• TASK INSTRUCTIONS
Copy the motorcycling blog post below word for word, between "The end result" and "my Canadian travels.", inclusive.

• PASSAGE PROVIDED
#####
Tuesday, March 1, 2011

On The Outside Looking In

Sitting here in my favorite chair outside my cabin, I can see the storms clouds rolling along painted in shades of gray with soft white brush strokes.  The wind is cool and moisture laden coming in beneath the clouds blowing from the northwest.  I hope the rain to the north knocks down the brushfires near Titusville.

Life is reverting to my “normal” mode.  My visitors have left and are back in the snow and cold.  Friends in the BON world have found jobs and are getting into the rhythm of work and gratefully, the bounty of an income again.  My FaceBook friends are looking forward to spring and the promise of another wonderful riding season.  I am working through the Gordian knot of cross border travel with a Harley registered in Florida. 

The end result is I have to register the new Harley in Canada to ride it there and cough up a significant amount of cash to the government of Canada that is totally a windfall for them (so much for open borders and free trade) and a significant windfall for the Canadian Harley distributor.  So, I will leave the new Road Glide in the USA.  No free rides for either.  My ’06 has lots of miles left in it so I will gladly enjoy riding it in my Canadian travels.

Bike Week in Daytona is fast approaching.  I am of mixed feelings about the event.  I know I will meet old friends and make some new ones but I am no good in a crowd.  I’m one of those folks who tends to hang back from the frenetic activity to people watch and to absorb the experience.  I get asked daily when I meet people on my rides “Are you going to Bike Week”?  My feelings of ambivalence probably stems from 40 years ago when the recurring theme was “boogie till you puke”!!  I think those days are passed for me.

I have a couple of invites for places to stay during the event so, I think my curiosity will draw me north for at least a day or two and the thought of connecting with people I enjoy will help overcome my shyness and fear of the large crowds.

It brought to mind the lyrics of an old R&B classic I first heard my Little Anthony and the Imperials and currently covered my Jordan Pruitt and Amy Winehouse “On the Outside Looking In”.
#####
(Records from a point-labeling set)

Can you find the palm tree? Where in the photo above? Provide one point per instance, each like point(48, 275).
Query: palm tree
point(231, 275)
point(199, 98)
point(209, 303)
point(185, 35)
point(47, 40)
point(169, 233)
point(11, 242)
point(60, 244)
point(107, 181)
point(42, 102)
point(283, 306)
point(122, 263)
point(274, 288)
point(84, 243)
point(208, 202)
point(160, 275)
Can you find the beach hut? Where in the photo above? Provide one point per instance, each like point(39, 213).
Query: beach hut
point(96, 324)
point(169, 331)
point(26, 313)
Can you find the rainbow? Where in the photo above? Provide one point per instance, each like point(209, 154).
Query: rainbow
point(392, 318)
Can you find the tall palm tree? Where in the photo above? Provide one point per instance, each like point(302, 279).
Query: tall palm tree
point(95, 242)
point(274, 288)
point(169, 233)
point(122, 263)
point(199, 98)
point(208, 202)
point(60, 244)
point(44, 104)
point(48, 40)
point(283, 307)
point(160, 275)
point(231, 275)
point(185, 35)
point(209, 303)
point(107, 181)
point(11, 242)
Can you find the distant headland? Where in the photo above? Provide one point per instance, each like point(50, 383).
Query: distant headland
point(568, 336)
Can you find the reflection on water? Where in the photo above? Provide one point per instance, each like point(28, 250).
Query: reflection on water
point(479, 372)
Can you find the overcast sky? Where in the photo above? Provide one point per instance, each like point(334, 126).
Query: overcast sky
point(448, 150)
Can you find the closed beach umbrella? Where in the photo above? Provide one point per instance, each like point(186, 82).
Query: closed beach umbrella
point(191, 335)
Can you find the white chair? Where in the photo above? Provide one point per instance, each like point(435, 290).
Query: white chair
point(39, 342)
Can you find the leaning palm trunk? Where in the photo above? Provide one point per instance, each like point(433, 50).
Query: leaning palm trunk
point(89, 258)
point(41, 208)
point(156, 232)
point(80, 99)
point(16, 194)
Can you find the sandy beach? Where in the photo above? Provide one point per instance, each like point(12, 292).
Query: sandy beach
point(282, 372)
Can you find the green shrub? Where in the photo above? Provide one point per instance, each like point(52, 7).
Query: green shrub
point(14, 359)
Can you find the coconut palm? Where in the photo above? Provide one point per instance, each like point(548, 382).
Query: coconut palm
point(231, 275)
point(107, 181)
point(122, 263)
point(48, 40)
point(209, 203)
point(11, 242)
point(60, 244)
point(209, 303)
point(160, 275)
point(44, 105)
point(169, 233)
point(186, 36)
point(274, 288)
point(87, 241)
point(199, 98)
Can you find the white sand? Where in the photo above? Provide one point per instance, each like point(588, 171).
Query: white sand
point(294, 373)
#####
• COMPLETE RESPONSE
The end result is I have to register the new Harley in Canada to ride it there and cough up a significant amount of cash to the government of Canada that is totally a windfall for them (so much for open borders and free trade) and a significant windfall for the Canadian Harley distributor.  So, I will leave the new Road Glide in the USA.  No free rides for either.  My ’06 has lots of miles left in it so I will gladly enjoy riding it in my Canadian travels.